→ **AIM**:
Copy out the following lines word for word, beginning with the line that contains "Can you find the tree branch?" and continuing through the line that contains "pixel 166 238", with both of those lines included.

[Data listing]
★ ★ ★ ★ ★ ★ ★

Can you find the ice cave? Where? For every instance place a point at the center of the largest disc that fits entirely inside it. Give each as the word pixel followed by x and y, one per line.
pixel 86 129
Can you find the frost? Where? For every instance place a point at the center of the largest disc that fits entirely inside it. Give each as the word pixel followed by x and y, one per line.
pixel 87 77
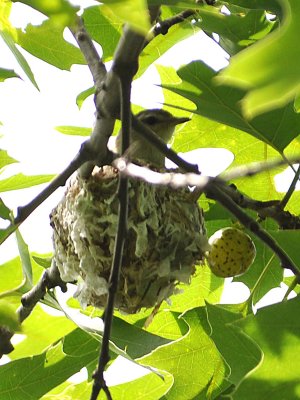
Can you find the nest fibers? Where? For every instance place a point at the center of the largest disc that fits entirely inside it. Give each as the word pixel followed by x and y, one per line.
pixel 165 240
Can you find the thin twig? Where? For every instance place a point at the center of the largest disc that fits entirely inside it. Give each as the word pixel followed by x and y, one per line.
pixel 50 279
pixel 99 381
pixel 86 45
pixel 162 27
pixel 215 192
pixel 291 189
pixel 85 154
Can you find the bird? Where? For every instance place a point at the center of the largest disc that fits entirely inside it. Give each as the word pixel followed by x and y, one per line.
pixel 160 122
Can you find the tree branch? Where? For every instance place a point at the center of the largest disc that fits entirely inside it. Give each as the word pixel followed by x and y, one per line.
pixel 86 45
pixel 214 191
pixel 50 279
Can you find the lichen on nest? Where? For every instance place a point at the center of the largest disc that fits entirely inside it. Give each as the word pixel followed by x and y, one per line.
pixel 166 238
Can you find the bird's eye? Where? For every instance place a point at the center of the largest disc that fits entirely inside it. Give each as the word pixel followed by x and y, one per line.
pixel 151 120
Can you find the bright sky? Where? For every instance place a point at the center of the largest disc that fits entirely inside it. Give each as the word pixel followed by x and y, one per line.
pixel 29 118
pixel 28 133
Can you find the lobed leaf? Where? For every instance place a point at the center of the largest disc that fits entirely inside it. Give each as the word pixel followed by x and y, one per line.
pixel 263 70
pixel 46 42
pixel 276 330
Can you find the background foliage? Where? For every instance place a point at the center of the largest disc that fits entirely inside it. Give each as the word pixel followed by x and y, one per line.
pixel 196 347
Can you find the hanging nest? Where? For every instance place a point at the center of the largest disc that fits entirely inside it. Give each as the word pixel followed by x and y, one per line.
pixel 165 240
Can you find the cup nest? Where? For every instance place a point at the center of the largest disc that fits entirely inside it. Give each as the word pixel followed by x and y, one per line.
pixel 165 239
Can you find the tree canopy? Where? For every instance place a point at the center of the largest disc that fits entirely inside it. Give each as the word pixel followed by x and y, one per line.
pixel 193 346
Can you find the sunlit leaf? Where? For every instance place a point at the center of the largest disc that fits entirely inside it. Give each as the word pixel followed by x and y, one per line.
pixel 8 39
pixel 150 387
pixel 8 317
pixel 197 367
pixel 21 181
pixel 84 95
pixel 51 368
pixel 96 20
pixel 7 73
pixel 222 104
pixel 25 260
pixel 46 42
pixel 41 330
pixel 276 330
pixel 74 130
pixel 263 70
pixel 5 159
pixel 61 11
pixel 5 212
pixel 239 350
pixel 134 12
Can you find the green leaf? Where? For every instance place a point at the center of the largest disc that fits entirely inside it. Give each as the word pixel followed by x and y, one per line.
pixel 8 317
pixel 74 130
pixel 239 350
pixel 61 11
pixel 136 342
pixel 84 95
pixel 150 387
pixel 47 43
pixel 5 212
pixel 238 29
pixel 25 260
pixel 9 35
pixel 269 69
pixel 198 369
pixel 8 39
pixel 10 275
pixel 134 12
pixel 273 6
pixel 276 330
pixel 41 330
pixel 48 369
pixel 7 73
pixel 204 286
pixel 222 104
pixel 5 159
pixel 21 181
pixel 264 263
pixel 44 262
pixel 97 21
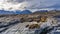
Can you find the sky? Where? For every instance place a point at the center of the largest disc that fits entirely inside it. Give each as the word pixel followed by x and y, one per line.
pixel 29 4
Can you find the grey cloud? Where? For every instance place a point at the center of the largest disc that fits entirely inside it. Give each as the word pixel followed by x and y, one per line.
pixel 13 1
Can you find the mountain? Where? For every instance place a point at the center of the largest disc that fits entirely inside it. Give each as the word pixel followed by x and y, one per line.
pixel 40 12
pixel 15 12
pixel 26 12
pixel 6 12
pixel 18 12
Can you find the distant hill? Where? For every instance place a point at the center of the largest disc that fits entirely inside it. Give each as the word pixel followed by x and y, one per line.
pixel 6 12
pixel 26 12
pixel 15 12
pixel 40 12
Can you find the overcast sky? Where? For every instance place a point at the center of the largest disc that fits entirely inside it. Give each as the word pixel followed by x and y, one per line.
pixel 29 4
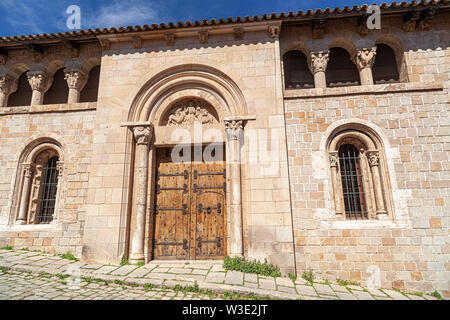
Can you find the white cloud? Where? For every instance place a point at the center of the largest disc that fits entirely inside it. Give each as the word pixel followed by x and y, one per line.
pixel 116 14
pixel 22 15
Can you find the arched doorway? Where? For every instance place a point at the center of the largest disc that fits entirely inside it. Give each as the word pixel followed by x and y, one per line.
pixel 206 106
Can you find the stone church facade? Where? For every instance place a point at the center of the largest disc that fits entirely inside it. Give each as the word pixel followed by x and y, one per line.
pixel 304 138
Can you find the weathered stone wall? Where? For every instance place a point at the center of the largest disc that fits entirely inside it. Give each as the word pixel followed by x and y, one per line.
pixel 73 130
pixel 253 65
pixel 411 250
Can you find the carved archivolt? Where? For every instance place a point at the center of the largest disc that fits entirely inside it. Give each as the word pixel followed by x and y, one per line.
pixel 187 112
pixel 375 180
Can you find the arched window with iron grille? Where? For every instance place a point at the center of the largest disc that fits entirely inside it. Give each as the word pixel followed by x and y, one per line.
pixel 47 197
pixel 352 182
pixel 359 174
pixel 39 180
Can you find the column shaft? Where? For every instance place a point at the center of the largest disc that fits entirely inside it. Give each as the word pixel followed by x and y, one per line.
pixel 234 131
pixel 142 135
pixel 24 200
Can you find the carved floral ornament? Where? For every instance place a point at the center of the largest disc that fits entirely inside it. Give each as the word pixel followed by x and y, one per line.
pixel 142 134
pixel 334 159
pixel 364 58
pixel 189 112
pixel 234 129
pixel 318 61
pixel 38 81
pixel 75 79
pixel 7 84
pixel 373 157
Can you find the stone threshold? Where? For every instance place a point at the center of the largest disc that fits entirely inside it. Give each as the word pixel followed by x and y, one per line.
pixel 207 275
pixel 366 89
pixel 47 108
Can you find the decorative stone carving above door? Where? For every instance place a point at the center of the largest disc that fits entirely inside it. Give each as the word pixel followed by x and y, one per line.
pixel 189 111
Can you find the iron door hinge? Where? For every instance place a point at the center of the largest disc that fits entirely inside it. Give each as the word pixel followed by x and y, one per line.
pixel 209 209
pixel 218 241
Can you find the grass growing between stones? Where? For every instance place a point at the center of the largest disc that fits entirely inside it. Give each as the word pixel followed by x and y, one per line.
pixel 226 295
pixel 345 283
pixel 68 256
pixel 436 295
pixel 308 276
pixel 243 265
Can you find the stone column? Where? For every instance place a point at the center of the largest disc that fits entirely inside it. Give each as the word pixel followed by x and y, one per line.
pixel 76 79
pixel 28 169
pixel 39 83
pixel 334 163
pixel 143 136
pixel 364 59
pixel 7 86
pixel 60 168
pixel 373 157
pixel 234 130
pixel 317 63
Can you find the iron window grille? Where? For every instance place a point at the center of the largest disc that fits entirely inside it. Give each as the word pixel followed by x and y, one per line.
pixel 47 197
pixel 352 182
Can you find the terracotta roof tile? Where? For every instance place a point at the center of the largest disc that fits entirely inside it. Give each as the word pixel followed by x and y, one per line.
pixel 188 24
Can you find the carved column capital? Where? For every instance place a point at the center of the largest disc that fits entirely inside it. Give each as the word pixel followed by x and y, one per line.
pixel 75 79
pixel 334 158
pixel 143 135
pixel 274 31
pixel 39 81
pixel 373 157
pixel 7 84
pixel 234 128
pixel 364 58
pixel 60 168
pixel 318 61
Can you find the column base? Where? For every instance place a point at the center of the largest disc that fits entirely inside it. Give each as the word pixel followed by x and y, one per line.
pixel 236 255
pixel 382 215
pixel 135 258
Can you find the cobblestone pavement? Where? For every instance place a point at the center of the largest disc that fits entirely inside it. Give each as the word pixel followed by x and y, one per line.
pixel 35 275
pixel 20 285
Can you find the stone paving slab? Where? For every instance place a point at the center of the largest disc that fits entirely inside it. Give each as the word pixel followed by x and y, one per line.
pixel 323 289
pixel 105 270
pixel 267 284
pixel 395 294
pixel 124 270
pixel 306 290
pixel 206 274
pixel 234 277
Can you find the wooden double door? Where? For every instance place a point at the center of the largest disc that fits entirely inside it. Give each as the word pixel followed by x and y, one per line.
pixel 190 207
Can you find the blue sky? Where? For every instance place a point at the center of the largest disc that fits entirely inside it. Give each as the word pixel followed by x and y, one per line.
pixel 47 16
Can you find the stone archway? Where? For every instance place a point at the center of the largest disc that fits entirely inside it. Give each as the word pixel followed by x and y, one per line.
pixel 151 112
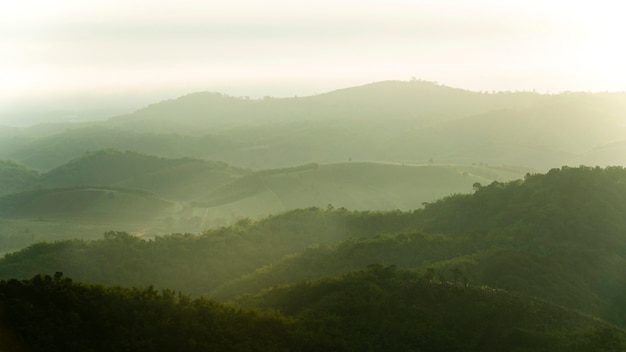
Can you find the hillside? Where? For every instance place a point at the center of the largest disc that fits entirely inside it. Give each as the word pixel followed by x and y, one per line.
pixel 381 309
pixel 175 179
pixel 351 185
pixel 403 122
pixel 84 204
pixel 557 236
pixel 15 177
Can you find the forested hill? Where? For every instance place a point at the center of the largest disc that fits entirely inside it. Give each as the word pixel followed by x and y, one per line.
pixel 393 121
pixel 559 236
pixel 381 309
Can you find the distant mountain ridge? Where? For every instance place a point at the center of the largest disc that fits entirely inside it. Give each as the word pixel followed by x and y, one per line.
pixel 391 121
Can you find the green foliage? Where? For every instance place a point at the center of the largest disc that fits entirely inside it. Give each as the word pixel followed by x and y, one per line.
pixel 380 309
pixel 15 177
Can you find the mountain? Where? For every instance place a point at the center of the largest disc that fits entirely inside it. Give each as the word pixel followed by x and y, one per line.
pixel 352 185
pixel 380 309
pixel 558 236
pixel 15 177
pixel 175 179
pixel 404 122
pixel 84 204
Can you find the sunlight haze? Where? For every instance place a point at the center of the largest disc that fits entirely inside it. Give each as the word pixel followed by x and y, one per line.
pixel 68 54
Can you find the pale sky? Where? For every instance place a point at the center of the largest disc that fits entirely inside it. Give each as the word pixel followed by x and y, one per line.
pixel 57 52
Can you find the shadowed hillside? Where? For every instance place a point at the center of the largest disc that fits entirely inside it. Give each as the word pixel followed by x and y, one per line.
pixel 405 122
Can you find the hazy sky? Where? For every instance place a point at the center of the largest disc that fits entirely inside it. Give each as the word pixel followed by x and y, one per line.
pixel 95 50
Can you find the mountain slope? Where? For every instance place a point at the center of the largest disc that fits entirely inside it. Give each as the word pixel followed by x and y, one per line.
pixel 381 309
pixel 84 204
pixel 177 179
pixel 404 122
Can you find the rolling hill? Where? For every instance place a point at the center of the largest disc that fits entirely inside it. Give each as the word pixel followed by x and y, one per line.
pixel 403 122
pixel 557 236
pixel 85 204
pixel 351 185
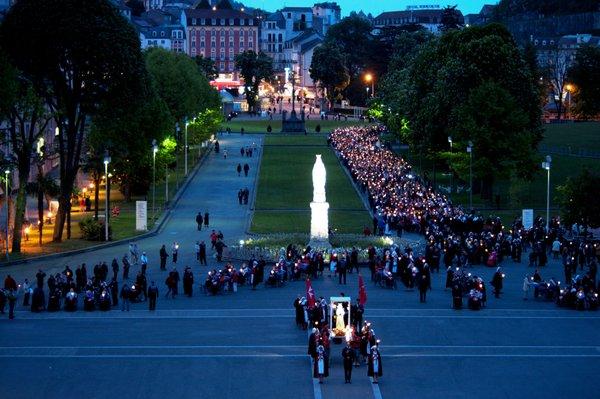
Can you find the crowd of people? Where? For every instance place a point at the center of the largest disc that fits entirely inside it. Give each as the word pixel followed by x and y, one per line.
pixel 455 237
pixel 361 344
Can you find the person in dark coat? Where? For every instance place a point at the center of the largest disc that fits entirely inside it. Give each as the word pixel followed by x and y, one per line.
pixel 199 220
pixel 202 253
pixel 497 282
pixel 163 257
pixel 375 368
pixel 152 296
pixel 115 267
pixel 348 359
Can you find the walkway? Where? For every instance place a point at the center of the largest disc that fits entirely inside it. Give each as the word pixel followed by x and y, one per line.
pixel 213 189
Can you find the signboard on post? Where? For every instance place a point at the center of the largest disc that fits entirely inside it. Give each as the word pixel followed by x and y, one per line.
pixel 141 215
pixel 527 217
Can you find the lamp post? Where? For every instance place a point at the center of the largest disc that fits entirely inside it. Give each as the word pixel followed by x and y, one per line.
pixel 369 80
pixel 185 143
pixel 154 151
pixel 470 151
pixel 451 173
pixel 106 162
pixel 546 165
pixel 7 195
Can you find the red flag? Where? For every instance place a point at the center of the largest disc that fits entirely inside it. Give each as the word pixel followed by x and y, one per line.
pixel 362 291
pixel 310 294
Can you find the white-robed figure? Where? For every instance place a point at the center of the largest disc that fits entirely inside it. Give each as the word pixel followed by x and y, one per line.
pixel 339 317
pixel 321 364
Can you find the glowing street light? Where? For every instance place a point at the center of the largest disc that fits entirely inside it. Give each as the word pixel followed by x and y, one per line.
pixel 7 195
pixel 154 151
pixel 547 165
pixel 106 162
pixel 470 151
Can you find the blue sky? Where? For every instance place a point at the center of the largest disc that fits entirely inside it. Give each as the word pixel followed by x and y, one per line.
pixel 374 7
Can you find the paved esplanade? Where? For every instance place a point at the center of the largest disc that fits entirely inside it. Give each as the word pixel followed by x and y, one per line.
pixel 246 345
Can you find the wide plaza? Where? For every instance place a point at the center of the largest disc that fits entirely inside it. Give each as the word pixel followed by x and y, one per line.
pixel 246 344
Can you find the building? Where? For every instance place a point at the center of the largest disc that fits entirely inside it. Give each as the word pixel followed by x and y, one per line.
pixel 429 17
pixel 220 33
pixel 290 35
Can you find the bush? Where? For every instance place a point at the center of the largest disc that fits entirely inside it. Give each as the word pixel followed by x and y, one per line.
pixel 93 230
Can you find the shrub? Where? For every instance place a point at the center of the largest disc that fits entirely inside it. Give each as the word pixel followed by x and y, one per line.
pixel 93 230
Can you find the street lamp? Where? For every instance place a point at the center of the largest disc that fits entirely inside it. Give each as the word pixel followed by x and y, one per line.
pixel 106 162
pixel 7 195
pixel 369 80
pixel 546 165
pixel 154 151
pixel 470 151
pixel 185 156
pixel 451 174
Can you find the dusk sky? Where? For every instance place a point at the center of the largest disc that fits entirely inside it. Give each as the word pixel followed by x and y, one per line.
pixel 374 7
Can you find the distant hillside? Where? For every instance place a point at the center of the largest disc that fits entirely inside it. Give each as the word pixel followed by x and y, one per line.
pixel 511 8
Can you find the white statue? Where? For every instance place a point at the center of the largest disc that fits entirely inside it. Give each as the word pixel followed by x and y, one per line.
pixel 319 224
pixel 319 178
pixel 339 317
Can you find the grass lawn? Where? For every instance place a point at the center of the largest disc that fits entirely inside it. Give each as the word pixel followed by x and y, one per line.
pixel 123 226
pixel 518 194
pixel 285 188
pixel 260 125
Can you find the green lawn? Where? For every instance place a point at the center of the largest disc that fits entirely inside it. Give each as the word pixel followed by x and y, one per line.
pixel 260 125
pixel 285 188
pixel 517 194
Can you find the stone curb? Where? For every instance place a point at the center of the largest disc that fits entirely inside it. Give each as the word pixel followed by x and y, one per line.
pixel 155 230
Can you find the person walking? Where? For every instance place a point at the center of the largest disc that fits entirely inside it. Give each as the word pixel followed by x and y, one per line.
pixel 163 257
pixel 125 294
pixel 199 221
pixel 152 296
pixel 175 251
pixel 203 253
pixel 348 358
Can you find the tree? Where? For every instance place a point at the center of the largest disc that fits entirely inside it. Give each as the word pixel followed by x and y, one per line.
pixel 253 68
pixel 328 69
pixel 578 199
pixel 451 19
pixel 557 68
pixel 27 119
pixel 438 90
pixel 584 75
pixel 82 60
pixel 207 67
pixel 179 83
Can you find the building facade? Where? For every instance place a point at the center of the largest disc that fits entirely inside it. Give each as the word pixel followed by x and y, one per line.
pixel 220 33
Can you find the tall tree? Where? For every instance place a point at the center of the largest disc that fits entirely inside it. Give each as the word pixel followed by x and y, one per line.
pixel 584 75
pixel 254 68
pixel 328 69
pixel 578 199
pixel 82 60
pixel 27 119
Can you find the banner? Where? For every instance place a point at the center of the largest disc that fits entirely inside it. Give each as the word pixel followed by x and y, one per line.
pixel 141 215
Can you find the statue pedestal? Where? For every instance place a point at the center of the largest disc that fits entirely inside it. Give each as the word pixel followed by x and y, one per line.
pixel 319 225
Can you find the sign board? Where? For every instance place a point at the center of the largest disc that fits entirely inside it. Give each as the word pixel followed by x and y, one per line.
pixel 141 215
pixel 527 217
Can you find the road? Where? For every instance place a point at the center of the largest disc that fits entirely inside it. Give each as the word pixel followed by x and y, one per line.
pixel 246 344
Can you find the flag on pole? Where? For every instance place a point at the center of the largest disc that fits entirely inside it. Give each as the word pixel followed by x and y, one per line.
pixel 310 294
pixel 362 291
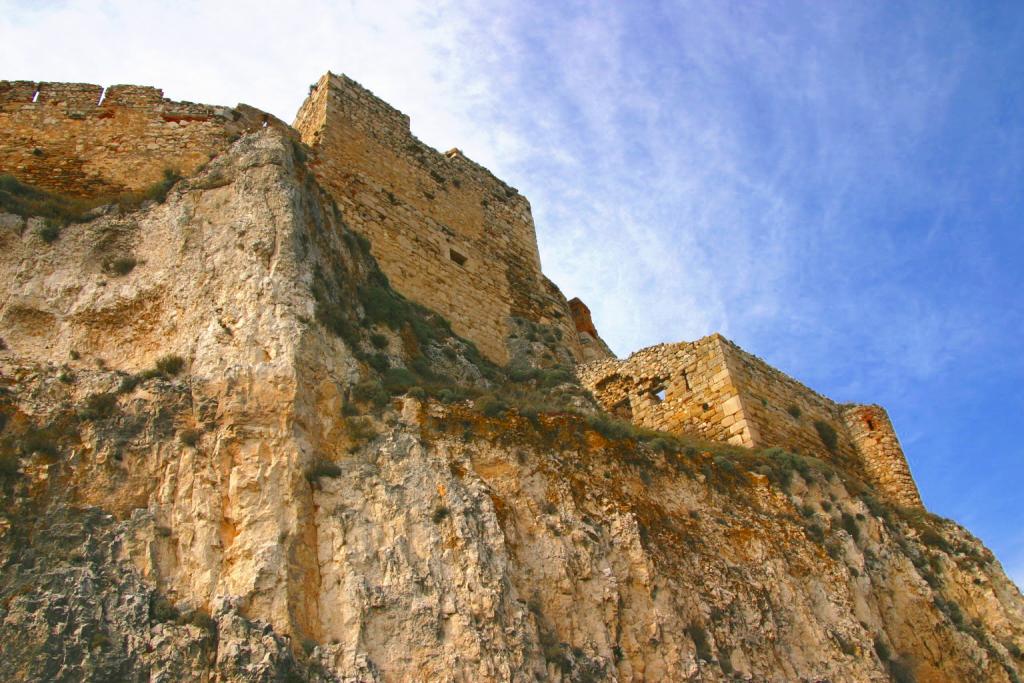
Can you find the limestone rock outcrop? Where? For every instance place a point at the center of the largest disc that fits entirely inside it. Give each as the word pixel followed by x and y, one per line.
pixel 229 452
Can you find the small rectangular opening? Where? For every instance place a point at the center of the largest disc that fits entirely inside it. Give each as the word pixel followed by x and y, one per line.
pixel 457 257
pixel 623 410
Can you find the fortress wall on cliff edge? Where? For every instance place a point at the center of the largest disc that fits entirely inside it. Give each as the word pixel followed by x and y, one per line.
pixel 83 140
pixel 446 232
pixel 713 389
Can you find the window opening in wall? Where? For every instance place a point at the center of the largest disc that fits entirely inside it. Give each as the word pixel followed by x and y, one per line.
pixel 457 257
pixel 623 410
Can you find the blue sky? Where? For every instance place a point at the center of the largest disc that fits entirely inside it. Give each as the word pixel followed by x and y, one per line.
pixel 836 186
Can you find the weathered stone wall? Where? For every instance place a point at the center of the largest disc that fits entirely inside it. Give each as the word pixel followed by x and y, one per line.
pixel 592 347
pixel 82 140
pixel 713 389
pixel 683 388
pixel 784 411
pixel 875 437
pixel 446 232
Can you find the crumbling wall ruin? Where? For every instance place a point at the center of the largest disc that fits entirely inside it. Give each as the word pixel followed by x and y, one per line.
pixel 446 232
pixel 80 139
pixel 713 389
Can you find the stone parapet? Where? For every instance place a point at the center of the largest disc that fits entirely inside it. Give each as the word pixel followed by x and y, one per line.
pixel 712 389
pixel 872 432
pixel 83 140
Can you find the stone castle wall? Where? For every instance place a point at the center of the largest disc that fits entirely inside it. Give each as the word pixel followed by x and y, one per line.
pixel 713 389
pixel 875 437
pixel 83 140
pixel 684 388
pixel 785 411
pixel 446 232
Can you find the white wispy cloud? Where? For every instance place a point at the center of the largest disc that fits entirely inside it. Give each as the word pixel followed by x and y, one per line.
pixel 762 170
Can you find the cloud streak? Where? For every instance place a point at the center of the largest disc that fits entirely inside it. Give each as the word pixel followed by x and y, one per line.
pixel 833 185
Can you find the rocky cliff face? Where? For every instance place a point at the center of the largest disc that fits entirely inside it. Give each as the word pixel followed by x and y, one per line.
pixel 230 453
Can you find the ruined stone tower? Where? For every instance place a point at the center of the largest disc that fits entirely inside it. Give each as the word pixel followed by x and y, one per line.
pixel 713 389
pixel 446 232
pixel 450 236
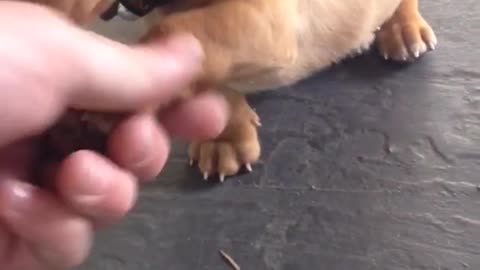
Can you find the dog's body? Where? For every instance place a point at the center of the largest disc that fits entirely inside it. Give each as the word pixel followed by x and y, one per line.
pixel 253 45
pixel 294 39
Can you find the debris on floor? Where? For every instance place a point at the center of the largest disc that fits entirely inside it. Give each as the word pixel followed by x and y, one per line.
pixel 229 260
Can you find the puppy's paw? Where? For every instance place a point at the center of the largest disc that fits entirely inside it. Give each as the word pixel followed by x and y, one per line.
pixel 225 156
pixel 405 39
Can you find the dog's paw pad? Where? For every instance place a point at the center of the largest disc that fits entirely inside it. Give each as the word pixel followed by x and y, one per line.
pixel 225 158
pixel 405 40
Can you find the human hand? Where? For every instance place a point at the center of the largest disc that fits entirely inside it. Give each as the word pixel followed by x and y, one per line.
pixel 49 65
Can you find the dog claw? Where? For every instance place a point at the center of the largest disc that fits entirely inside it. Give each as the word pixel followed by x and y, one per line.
pixel 416 54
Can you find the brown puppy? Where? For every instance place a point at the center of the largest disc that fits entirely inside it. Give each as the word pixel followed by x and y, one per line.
pixel 254 45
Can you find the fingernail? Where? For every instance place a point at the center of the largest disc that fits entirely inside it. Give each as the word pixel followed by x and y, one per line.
pixel 14 196
pixel 141 154
pixel 92 187
pixel 186 46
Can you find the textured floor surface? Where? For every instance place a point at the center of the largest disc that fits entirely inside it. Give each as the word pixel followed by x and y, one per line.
pixel 366 166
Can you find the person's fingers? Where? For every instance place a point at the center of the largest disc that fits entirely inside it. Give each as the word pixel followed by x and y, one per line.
pixel 201 118
pixel 140 145
pixel 53 64
pixel 54 235
pixel 95 187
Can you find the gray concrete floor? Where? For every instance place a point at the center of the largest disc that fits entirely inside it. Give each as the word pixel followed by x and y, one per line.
pixel 365 166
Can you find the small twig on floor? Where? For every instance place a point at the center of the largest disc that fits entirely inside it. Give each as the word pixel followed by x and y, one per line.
pixel 228 259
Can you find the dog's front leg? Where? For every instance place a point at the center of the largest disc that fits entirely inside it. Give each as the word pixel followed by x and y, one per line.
pixel 237 37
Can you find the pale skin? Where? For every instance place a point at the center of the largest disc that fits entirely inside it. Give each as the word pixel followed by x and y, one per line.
pixel 44 73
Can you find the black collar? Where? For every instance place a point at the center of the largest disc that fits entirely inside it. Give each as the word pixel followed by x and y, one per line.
pixel 138 8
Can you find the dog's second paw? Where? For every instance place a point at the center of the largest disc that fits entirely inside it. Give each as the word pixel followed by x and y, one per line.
pixel 225 157
pixel 237 147
pixel 405 39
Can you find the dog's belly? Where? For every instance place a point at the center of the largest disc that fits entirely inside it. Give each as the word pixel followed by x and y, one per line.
pixel 326 31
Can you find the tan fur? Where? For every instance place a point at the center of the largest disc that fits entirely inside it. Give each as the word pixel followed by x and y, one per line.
pixel 254 45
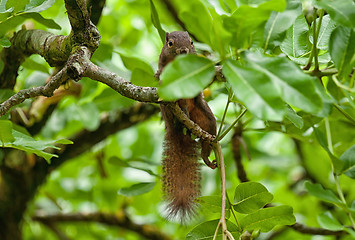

★ ★ ★ ★ ★ ★ ★

→ **TASK SOLUTION**:
Can you find the tree branch? Where? For every instance place a point at the center of the largest disc that fits entirely inside it. Give each as the word pixel followed by x and y, one per line.
pixel 86 45
pixel 214 191
pixel 50 279
Can you find the lichen on nest? Where? For every instance place a point at the center of the largest disc that fits entirely inside it. Give each as the word pixel followed by x and y, one per line.
pixel 166 238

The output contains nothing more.